⟨
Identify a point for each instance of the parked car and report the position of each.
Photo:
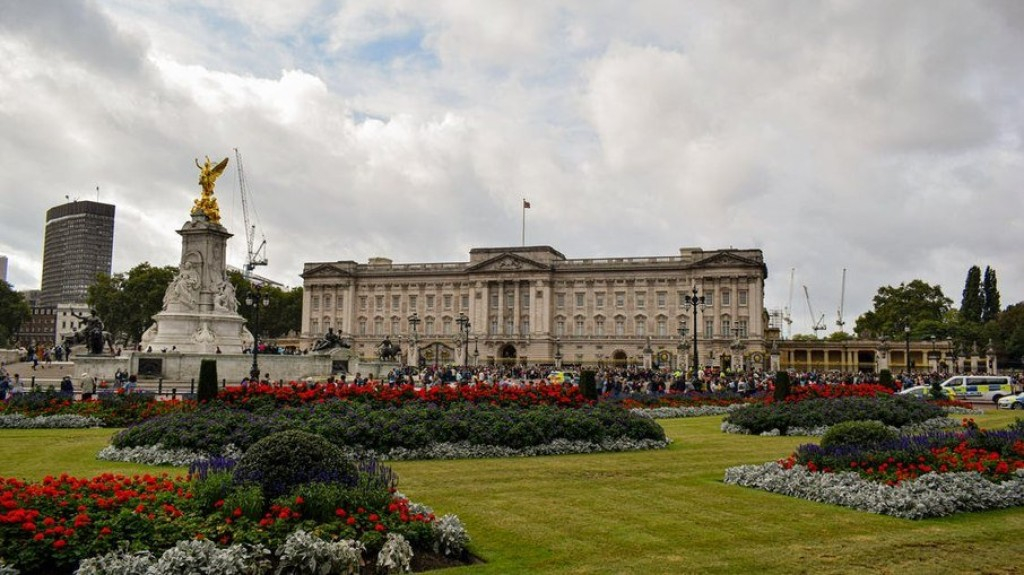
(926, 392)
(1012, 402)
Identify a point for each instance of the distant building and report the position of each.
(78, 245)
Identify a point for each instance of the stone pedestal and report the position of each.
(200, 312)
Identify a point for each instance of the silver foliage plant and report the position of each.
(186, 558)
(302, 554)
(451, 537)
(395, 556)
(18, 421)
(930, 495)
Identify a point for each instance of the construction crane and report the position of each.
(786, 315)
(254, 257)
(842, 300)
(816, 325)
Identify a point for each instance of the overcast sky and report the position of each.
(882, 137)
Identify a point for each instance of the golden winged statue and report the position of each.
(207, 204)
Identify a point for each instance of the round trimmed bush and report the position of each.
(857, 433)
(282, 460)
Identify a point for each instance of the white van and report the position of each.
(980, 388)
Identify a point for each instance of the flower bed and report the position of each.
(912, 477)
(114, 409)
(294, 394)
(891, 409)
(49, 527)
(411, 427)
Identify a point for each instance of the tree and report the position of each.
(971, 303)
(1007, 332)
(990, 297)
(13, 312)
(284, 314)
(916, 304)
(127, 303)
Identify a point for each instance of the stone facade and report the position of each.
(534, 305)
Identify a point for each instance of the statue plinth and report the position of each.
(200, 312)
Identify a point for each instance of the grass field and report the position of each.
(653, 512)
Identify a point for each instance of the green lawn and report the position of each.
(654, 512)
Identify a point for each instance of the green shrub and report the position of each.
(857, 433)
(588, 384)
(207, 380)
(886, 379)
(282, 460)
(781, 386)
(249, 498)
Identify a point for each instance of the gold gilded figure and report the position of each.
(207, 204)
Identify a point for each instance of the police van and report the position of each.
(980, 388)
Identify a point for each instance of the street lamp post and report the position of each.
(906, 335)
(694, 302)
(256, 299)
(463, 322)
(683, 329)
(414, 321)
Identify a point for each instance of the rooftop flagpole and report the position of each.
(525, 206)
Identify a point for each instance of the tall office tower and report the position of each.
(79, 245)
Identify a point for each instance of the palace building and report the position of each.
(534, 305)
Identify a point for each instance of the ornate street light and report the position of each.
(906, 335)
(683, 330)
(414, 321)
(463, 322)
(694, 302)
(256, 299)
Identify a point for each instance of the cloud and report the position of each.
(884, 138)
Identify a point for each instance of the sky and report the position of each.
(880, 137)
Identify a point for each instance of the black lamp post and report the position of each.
⟩
- **Directions**: Change every occurrence of "report the position of each" in the material above to "give the coordinates of each", keeping all else the same, and leave the pictures out.

- **Response to the exercise**:
Identify a point for each instance of the parked car and give the coordinates of each.
Photo:
(926, 392)
(1012, 402)
Identify a point for each instance of the distant building and give the coordinates of each.
(78, 245)
Identify a point for each instance of the stone pedestal and give the coordinates of each.
(200, 312)
Identify a point for each instance of the silver foliage plant and give the coordinates of each.
(186, 558)
(302, 554)
(451, 537)
(395, 556)
(18, 421)
(930, 495)
Identify a point for each instance of the construction crane and give the coordinates of each.
(786, 315)
(254, 257)
(842, 300)
(816, 325)
Identify a point for each instance of the overcast sky and give the coordinates of each.
(882, 137)
Identify a point for each instance of the golden winged statue and give the coordinates of each.
(207, 204)
Identify a point for each instance of the round trimmed bush and give the coordinates of each.
(857, 433)
(282, 460)
Identify a point for each instance of the white van and give the coordinates of each.
(980, 388)
Identify a point for each instance of the flower bed and give the coordinates of each.
(912, 477)
(114, 409)
(294, 394)
(891, 409)
(49, 527)
(411, 427)
Identify a point for each instance of the tree and give the coordinates of each.
(971, 303)
(1007, 332)
(990, 297)
(13, 312)
(284, 314)
(916, 304)
(127, 303)
Identify a point for each instance of the stone facade and give the coordinates of each.
(534, 305)
Identify a point for each instance of the statue plinth and give the coordinates of each.
(200, 312)
Identify a point for each instance of the grass field and give the coordinates of each.
(653, 512)
Identify a point for each instance of the green lawn and give the coordinates of each.
(654, 512)
Identify a point for each instance of the green shrub and give the coordinates of each.
(857, 433)
(588, 384)
(207, 380)
(886, 379)
(282, 460)
(781, 386)
(249, 498)
Identify a point for each instance of the gold gilded figure and give the coordinates of each.
(207, 204)
Identify a point for each instance of the police van and give the coordinates of each.
(980, 388)
Identify a point for each instance of the street lamp post and give the coordinates of each.
(906, 335)
(694, 302)
(256, 299)
(463, 322)
(683, 329)
(414, 321)
Identify a point for each instance of the rooftop flagpole and give the coordinates of each.
(525, 206)
Identify a point for each instance of the tall office tower and give the coordinates of each.
(79, 245)
Identify a point for each instance of the palace building and give the coordinates of each.
(534, 305)
Identify a point for each instance of the ornate street light and give the coordinates of each.
(906, 335)
(683, 330)
(414, 321)
(463, 322)
(694, 302)
(256, 299)
Identify a point for each instance of the cloud and give the coordinates of each.
(884, 138)
Identify a point for each instance of the sky and give the coordinates of each.
(880, 137)
Identify a point for each instance of the black lamp post and give the coordinates of each.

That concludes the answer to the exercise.